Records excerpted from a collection
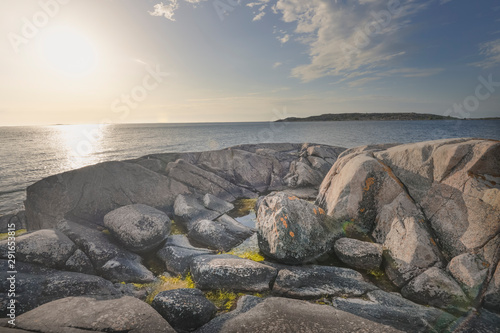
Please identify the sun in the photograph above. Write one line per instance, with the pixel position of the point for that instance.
(69, 52)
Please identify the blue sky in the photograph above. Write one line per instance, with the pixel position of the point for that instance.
(258, 61)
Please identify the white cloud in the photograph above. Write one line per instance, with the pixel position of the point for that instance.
(491, 52)
(346, 38)
(167, 10)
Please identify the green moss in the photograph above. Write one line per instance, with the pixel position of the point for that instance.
(223, 300)
(252, 255)
(17, 233)
(176, 230)
(243, 207)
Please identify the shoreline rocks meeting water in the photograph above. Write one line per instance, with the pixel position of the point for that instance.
(379, 238)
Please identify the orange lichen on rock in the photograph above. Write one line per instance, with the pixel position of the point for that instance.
(369, 182)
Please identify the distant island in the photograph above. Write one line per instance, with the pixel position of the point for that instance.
(369, 116)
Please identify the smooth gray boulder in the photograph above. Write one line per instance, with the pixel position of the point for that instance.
(492, 295)
(436, 288)
(189, 209)
(139, 228)
(230, 272)
(294, 231)
(177, 254)
(393, 310)
(80, 263)
(184, 309)
(83, 314)
(481, 321)
(470, 272)
(222, 235)
(37, 285)
(277, 314)
(49, 248)
(109, 260)
(310, 282)
(16, 221)
(87, 194)
(358, 254)
(244, 304)
(213, 203)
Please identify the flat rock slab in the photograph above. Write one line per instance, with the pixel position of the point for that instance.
(393, 310)
(231, 273)
(311, 282)
(177, 254)
(37, 285)
(277, 314)
(184, 309)
(139, 228)
(223, 234)
(126, 314)
(358, 254)
(436, 288)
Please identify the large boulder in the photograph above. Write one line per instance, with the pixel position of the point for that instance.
(83, 314)
(49, 248)
(425, 202)
(393, 310)
(276, 314)
(294, 231)
(358, 254)
(139, 228)
(310, 282)
(223, 234)
(177, 254)
(470, 272)
(231, 273)
(184, 309)
(36, 285)
(436, 288)
(108, 259)
(86, 195)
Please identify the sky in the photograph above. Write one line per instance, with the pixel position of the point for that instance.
(146, 61)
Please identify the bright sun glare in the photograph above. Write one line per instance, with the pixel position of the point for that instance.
(69, 52)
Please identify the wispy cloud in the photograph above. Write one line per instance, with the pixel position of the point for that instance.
(344, 38)
(168, 10)
(491, 53)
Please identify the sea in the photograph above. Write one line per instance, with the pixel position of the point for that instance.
(28, 154)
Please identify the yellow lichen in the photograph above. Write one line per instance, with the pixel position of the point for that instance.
(166, 283)
(252, 255)
(368, 183)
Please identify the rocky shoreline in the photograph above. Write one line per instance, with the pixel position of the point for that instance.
(381, 238)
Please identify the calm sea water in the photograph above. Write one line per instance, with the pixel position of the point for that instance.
(28, 154)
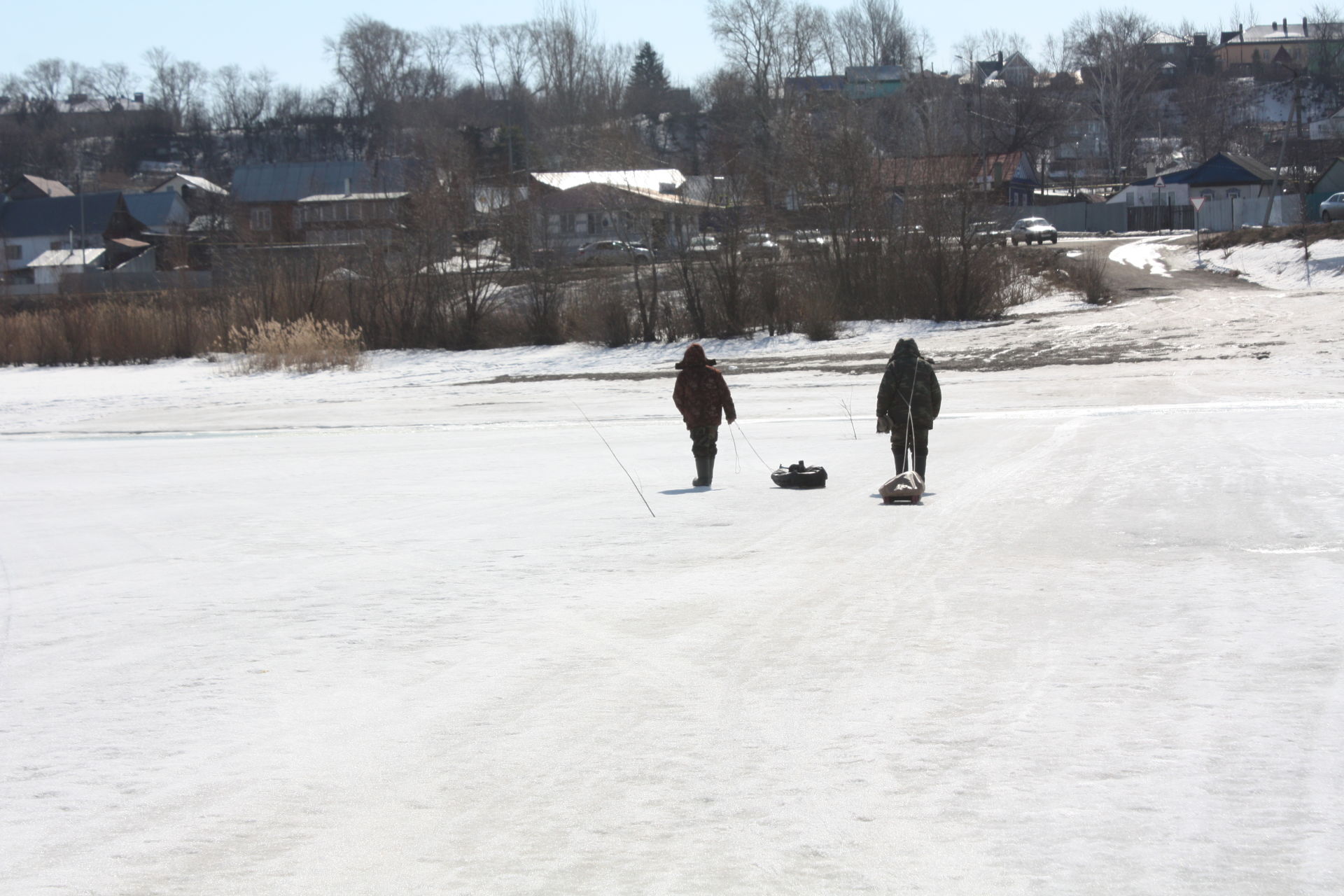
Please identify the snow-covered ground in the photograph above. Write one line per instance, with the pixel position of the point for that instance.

= TASK BRIEF =
Each entry above is to be written out again unchanged, apart from the pictures, which are left out.

= RESPONSE TO THIS EXERCISE =
Please identify the sun in the photograph above. Write one line per instance, with the pixel position of the point for that instance.
(69, 52)
Please identify the blue sky in the photograph above. Write one line per instance, with the pixel position of the point for that instance.
(258, 61)
Please identify the white cloud in the photograph above. Write one line per instance, with the pixel position of the point for that instance.
(491, 52)
(346, 38)
(167, 10)
Please identify the green moss in the photograph above. Write one line per instance, with the pixel position of the point for that instance.
(223, 300)
(252, 255)
(17, 233)
(176, 230)
(243, 207)
Please identify the shoreline rocks meeting water in the photograph above. Write one line per instance, with the pixel position of the point for that instance.
(379, 238)
Please identify the orange lichen on rock in the photograph above. Write one line per instance, with the pixel position of the point for that instance.
(369, 182)
Please identify the distant island in the photograph above. Write one line per instance, with the pixel position of the point for that instance.
(369, 116)
Please identify the smooth gray boulder in the photograph above. Write one line per instance, with the pixel position of the point for that instance.
(492, 295)
(436, 288)
(189, 209)
(139, 228)
(230, 272)
(294, 231)
(177, 254)
(393, 310)
(80, 263)
(184, 309)
(83, 314)
(481, 321)
(470, 272)
(222, 235)
(37, 285)
(277, 314)
(49, 248)
(109, 260)
(310, 282)
(16, 221)
(87, 194)
(358, 254)
(244, 304)
(213, 203)
Please identify the flat rock slab in the photograph above. Write one line per instance, with the pixel position of the point for that instance.
(393, 310)
(231, 273)
(311, 282)
(177, 254)
(37, 285)
(277, 314)
(184, 309)
(139, 228)
(223, 234)
(126, 314)
(358, 254)
(436, 288)
Please identify the large boulder in the photograph above. Write one line per instance, with the pixel position of the point for that instance.
(83, 314)
(49, 248)
(425, 202)
(393, 310)
(276, 314)
(294, 231)
(358, 254)
(139, 228)
(310, 282)
(223, 234)
(177, 254)
(470, 272)
(231, 273)
(184, 309)
(36, 285)
(436, 288)
(108, 259)
(86, 195)
Please identify the sky in the photograph above. Write one line per instance, with the pixel position of the point for that instance.
(146, 61)
Please identify the bright sun glare in the photograph above. Write one line per instance, with the pixel position of the point for that instance.
(69, 52)
Please identify the wispy cloud in the photograph above. Write one line per instance, with the pixel position of the point for that instance.
(344, 38)
(168, 10)
(491, 53)
Please identify the sea in the photograph above. Write one line per instance, with the pixel position of the point for that instance.
(28, 154)
Please identify the yellow lichen in the photograph above. Write one line per instance, with the pixel position of the point for that instance.
(166, 283)
(252, 255)
(368, 183)
Please identify the rocky shoreline in the photograph above. Write one line per instance, with the pixel position of the point for that instance.
(381, 238)
Please identify the calm sea water in the photograph above. Write one line per instance, with the pixel position of the point for that instance.
(28, 154)
Please identify the snow-covered ground in the photograph above. Write one line per instance, with the pixel position of the point for that instance.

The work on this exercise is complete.